Texto para leer >>
◆ ◆ ◆ ◆

Eugenio George dio su último remate a la vida el 31 de mayo de 2014. Esa noche, el padre de las Espectaculares Morenas del Caribe no aconsejó sobre la táctica segura para ganar un set, tampoco dirigió un entrenamiento ni cambió jugadora alguna en el momento preciso. Solo cerró los ojos para que el voleibol mundial se levantara sobre su historia, su leyenda, su ejemplo.
Eugenio, como preferían decirles, falleció a los 81 años con la obra mejor tallada sobre un taraflex y una net. Todo su conocimiento y sabiduría lo puso en función de una Cuba que saltó a la gloria mundial en Leningrado 1978, cuando nadie pensó que podría derrotar a las casi invencibles soviéticas y japonesas. Años antes, las primeras Morenas, se habían convertido en las dueñas del nivel centroamericano y panamericano.
Tres oros olímpicos, dos coronas universales, cuatro títulos en Copas del Mundo y un doblón dorado en Grand Prix lo convertirían por derecho en el director imprescindible, el mejor entrenador de voleibol del siglo XX, en un Dios de la cancha. Y lo será siempre.
Fundó la Escuela Cubana que fundó bajo conceptos inamovibles, pero exitosos como la fórmula 4-2, que en realidad muchos resumían en seis atacadoras, por la ofensiva endemoniada que imprimía también la pareja de pasadoras.

◆ ◆ ◆ ◆

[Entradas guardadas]
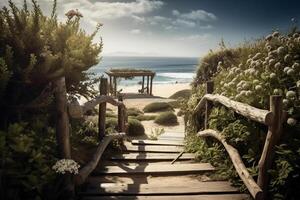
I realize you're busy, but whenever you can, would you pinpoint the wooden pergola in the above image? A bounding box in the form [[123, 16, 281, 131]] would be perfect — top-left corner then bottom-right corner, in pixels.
[[105, 69, 155, 96]]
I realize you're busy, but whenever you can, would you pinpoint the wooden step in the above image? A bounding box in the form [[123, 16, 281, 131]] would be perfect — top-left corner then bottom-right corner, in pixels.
[[110, 153, 195, 161], [83, 194, 251, 200], [131, 140, 184, 146], [95, 163, 215, 174], [80, 181, 238, 196], [123, 143, 183, 153]]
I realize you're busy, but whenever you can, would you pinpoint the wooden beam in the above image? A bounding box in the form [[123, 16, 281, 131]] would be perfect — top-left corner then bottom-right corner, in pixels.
[[118, 95, 125, 132], [257, 96, 284, 196], [150, 76, 153, 95], [74, 133, 125, 185], [53, 76, 75, 199], [98, 77, 107, 140], [109, 75, 113, 95], [113, 76, 117, 97], [194, 94, 273, 125], [204, 81, 214, 129], [198, 129, 263, 200], [147, 76, 149, 94], [142, 76, 145, 93], [53, 77, 71, 159]]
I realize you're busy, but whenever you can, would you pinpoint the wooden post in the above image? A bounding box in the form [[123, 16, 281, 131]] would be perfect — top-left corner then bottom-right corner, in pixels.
[[147, 76, 149, 94], [118, 95, 125, 132], [109, 76, 113, 95], [114, 76, 117, 97], [150, 76, 153, 95], [257, 95, 284, 196], [98, 78, 107, 140], [53, 77, 75, 199], [142, 76, 145, 93], [54, 77, 71, 159], [204, 81, 214, 129]]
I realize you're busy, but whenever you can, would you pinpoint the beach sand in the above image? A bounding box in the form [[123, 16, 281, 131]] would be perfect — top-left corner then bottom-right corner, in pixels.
[[86, 83, 190, 136]]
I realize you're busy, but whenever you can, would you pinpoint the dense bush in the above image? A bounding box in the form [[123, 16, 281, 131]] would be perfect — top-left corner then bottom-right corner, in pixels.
[[169, 89, 191, 99], [143, 102, 174, 112], [185, 29, 300, 199], [0, 1, 102, 199], [154, 111, 178, 126], [128, 118, 145, 136]]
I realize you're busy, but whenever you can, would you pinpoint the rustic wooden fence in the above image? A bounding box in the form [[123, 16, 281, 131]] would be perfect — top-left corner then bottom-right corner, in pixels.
[[53, 77, 127, 197], [194, 81, 286, 199]]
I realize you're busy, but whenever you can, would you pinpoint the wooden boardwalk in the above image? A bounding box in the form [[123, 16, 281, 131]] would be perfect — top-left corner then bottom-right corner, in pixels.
[[79, 134, 249, 200]]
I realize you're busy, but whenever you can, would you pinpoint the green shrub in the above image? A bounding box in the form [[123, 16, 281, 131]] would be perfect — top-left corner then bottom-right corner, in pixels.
[[154, 111, 178, 125], [143, 102, 174, 112], [127, 108, 144, 117], [149, 128, 165, 140], [185, 29, 300, 199], [128, 118, 145, 136], [168, 99, 181, 109], [169, 89, 192, 99]]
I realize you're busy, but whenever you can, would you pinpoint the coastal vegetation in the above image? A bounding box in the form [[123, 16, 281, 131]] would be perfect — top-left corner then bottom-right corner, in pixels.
[[183, 27, 300, 199], [154, 111, 178, 126], [0, 0, 102, 199], [143, 102, 174, 113]]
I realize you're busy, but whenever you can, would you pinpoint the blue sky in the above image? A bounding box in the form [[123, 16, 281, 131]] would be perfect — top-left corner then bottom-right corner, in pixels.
[[0, 0, 300, 57]]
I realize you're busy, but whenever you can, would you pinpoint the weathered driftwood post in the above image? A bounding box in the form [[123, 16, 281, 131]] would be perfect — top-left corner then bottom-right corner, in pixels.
[[204, 81, 214, 129], [53, 77, 74, 199], [114, 76, 117, 97], [150, 76, 153, 95], [147, 76, 149, 94], [98, 78, 107, 140], [257, 95, 284, 196], [142, 76, 145, 94], [118, 95, 125, 132]]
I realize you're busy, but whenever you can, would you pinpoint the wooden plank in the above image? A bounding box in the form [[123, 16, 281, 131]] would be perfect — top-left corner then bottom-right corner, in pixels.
[[83, 194, 250, 200], [95, 163, 215, 175], [123, 143, 183, 153], [131, 140, 184, 146], [110, 153, 195, 161], [80, 181, 238, 196]]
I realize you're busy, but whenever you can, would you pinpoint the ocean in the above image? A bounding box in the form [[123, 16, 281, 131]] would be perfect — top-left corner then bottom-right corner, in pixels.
[[89, 56, 198, 86]]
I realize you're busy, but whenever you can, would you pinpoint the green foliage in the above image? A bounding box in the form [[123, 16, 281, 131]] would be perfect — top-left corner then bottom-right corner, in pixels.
[[126, 108, 144, 117], [154, 111, 178, 126], [128, 118, 145, 136], [169, 89, 191, 99], [0, 123, 56, 199], [143, 102, 174, 112], [184, 29, 300, 199], [149, 128, 165, 140], [105, 117, 118, 133]]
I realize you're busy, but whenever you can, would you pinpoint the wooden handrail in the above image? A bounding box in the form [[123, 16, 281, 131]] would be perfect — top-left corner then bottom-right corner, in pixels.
[[194, 94, 273, 125], [193, 81, 286, 199], [74, 133, 125, 185], [198, 129, 263, 200]]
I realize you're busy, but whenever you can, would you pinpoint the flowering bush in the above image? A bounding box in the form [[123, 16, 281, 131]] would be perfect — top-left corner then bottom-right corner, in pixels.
[[52, 159, 80, 174], [185, 30, 300, 199]]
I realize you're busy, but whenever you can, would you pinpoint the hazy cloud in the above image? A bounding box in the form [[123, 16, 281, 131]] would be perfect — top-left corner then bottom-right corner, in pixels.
[[172, 10, 217, 22], [130, 29, 141, 34]]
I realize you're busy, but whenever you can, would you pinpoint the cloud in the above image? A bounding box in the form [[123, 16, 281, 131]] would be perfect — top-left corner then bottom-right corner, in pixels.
[[173, 19, 196, 28], [130, 29, 141, 34], [172, 10, 217, 22]]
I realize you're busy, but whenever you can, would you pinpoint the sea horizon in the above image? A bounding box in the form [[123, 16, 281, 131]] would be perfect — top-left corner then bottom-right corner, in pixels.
[[89, 56, 199, 86]]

◆ ◆ ◆ ◆

Completa lo siguiente >>
A. Según el texto sobre Eugenio George, ¿a qué edad murió?
B. Continúa el texto sobre Eugenio George a partir de su última oración.
Los datos son un material aparte del texto.

Respuestas >>
A. A los 81 años.

B.
Quizás lo más enigmático de Eugenio era precisamente su capacidad de resistir en una silla tantos remates, bloqueos, pases, saques y defensas fallidas sin que su corazón sufriera de infarto o su rostro mostrara desaliento. Dirigir a tres generaciones de mujeres, con la dulzura y la fuerza que exige el deporte y las féminas, sentó cátedra de inteligencia, humildad y confianza.
Sus hijas sumaron más de un centenar, aunque Mercedes Pérez, Ana Ibis Díaz, Mercedes Pomares, Imilsis Téllez, Josefina Capote, Nancy González, Tania Ortiz, Magalys Carvajal, Mireya Luis, Yumilka Ruiz, Zoila Barrios, Ana Ibis Fernández, Regla Torres, Marlenis Costa, Lily Izquierdo y Regla Bell, por solo citar algunas, no se cansaron de ponderar sus virtudes como el padre que les enseñó a conducirse en la vida, más allá de hacerlas campeonas.
Todavía están frescas las anécdotas de cómo rechazó dirigir por cifras millonarias en otros países bajo el argumento de que “no enfrentaría nunca a las selecciones cubanas desde el banco contrario”; o la vez que le pidió a Mireya que le comprara un par de zapatos para su nieta en una tienda que ya había cerrado en China; o mejor aún, la ocasión en que todas las Morenas le pusieron en su cuello las medallas olímpicas y lo cargaban y abrazaban sin parar, como si no importaran sus 67 años.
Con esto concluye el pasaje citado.